## THE TASK:
Present the data once more in exactly its original form.

====== ENTRIES SUPPLIED ======

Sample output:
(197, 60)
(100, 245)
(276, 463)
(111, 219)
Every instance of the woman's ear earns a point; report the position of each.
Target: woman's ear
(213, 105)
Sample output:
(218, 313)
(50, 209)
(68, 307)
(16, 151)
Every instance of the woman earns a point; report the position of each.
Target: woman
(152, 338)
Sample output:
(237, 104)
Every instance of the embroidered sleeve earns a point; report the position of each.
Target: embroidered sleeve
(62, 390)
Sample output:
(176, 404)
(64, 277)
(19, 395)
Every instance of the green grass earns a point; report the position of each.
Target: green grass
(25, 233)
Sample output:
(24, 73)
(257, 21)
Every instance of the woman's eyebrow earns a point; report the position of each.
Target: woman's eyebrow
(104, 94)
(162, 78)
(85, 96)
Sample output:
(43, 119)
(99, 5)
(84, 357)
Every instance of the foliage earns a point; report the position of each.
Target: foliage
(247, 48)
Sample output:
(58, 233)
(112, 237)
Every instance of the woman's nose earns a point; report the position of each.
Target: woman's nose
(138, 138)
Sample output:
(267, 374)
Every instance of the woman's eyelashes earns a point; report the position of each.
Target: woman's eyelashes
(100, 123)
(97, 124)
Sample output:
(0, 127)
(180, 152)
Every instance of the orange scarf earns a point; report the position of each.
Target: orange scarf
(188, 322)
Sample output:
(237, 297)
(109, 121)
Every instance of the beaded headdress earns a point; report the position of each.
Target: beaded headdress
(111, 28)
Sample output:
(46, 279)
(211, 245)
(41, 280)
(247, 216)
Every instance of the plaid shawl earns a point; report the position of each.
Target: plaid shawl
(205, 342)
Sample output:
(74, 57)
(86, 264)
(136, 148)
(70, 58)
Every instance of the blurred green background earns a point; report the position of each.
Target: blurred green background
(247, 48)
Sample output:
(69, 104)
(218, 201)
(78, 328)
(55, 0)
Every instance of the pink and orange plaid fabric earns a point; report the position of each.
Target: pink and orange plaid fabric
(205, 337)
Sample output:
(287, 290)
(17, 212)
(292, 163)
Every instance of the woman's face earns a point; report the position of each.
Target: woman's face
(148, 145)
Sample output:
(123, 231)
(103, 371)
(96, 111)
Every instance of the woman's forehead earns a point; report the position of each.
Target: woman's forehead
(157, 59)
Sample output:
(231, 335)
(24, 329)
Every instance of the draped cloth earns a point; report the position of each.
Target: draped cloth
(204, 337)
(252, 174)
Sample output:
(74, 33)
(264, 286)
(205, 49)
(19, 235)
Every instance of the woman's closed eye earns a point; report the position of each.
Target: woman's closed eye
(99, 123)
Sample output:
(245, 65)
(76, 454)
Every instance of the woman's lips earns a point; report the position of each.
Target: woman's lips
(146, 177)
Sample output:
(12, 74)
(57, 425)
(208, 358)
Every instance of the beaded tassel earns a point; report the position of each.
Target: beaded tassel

======

## ANSWER AREA:
Sample output:
(197, 60)
(100, 245)
(276, 463)
(111, 219)
Every instance of the woman's ear earns a point; report the position of each.
Target: woman's ear
(213, 105)
Sample output:
(218, 313)
(50, 209)
(68, 307)
(16, 151)
Every instance of the woman earns a point; report the position of each.
Target: woman
(152, 338)
Sample output:
(237, 104)
Every instance of the embroidered sleeve earns a point; report the position of each.
Target: embroidered sleeve
(62, 390)
Sample output:
(176, 404)
(64, 277)
(19, 395)
Every instance of the green grass earns a point; report the position of each.
Target: green grass
(25, 233)
Sample output:
(24, 73)
(257, 21)
Every instance of the woman's eyebrow earns a point; report the position of each.
Target: woman's eyebrow
(104, 94)
(162, 78)
(85, 96)
Sample output:
(43, 119)
(99, 5)
(84, 357)
Every instance of the foliage earns a point; report the position of each.
Target: foliage
(247, 48)
Sample output:
(58, 233)
(112, 237)
Every instance of the woman's nose earns a point; report the position of each.
Target: woman's nose
(138, 138)
Sample output:
(267, 374)
Every instance of the woman's eyelashes earns a point; report the position of each.
Target: woman's eyelashes
(100, 123)
(97, 124)
Sample output:
(0, 127)
(180, 152)
Every instance of the orange scarf earns a point; report the position of each.
Target: orange scarf
(188, 322)
Sample output:
(237, 297)
(109, 121)
Every instance of the beaded headdress earns a point; report the position of each.
Target: beaded headdress
(111, 28)
Sample output:
(46, 279)
(211, 245)
(41, 280)
(247, 216)
Every instance of the plaid shawl earns a point; report the position of each.
Target: plaid shawl
(205, 342)
Sample output:
(74, 57)
(86, 264)
(136, 148)
(70, 58)
Every instance of the blurred green background earns a point; report the position of each.
Target: blurred green background
(247, 48)
Sample output:
(69, 104)
(218, 201)
(78, 328)
(55, 0)
Every instance of the pink and orange plaid fabric earns a point; report the position of each.
Target: pink and orange plaid fabric
(205, 337)
Sample output:
(287, 290)
(17, 212)
(292, 163)
Every instance of the woman's face earns a point; report the position of each.
Target: woman's face
(148, 145)
Sample output:
(123, 231)
(103, 371)
(96, 111)
Every instance of the woman's forehead earns a point; report the position of each.
Target: woman's forehead
(157, 59)
Sample output:
(231, 335)
(24, 329)
Every instance of the draped cloth earns a point; report the position of each.
Target: draped cloth
(204, 337)
(252, 174)
Sample output:
(74, 33)
(264, 286)
(205, 49)
(19, 235)
Every instance of the woman's closed eye earns a point; report the position of each.
Target: woman's closed eye
(99, 123)
Sample output:
(245, 65)
(76, 454)
Every instance of the woman's lips earns a point; report the position of each.
Target: woman's lips
(146, 177)
Sample output:
(12, 74)
(57, 425)
(208, 358)
Every instance of the beaded tassel earns a point; report the position of each.
Target: beaded tassel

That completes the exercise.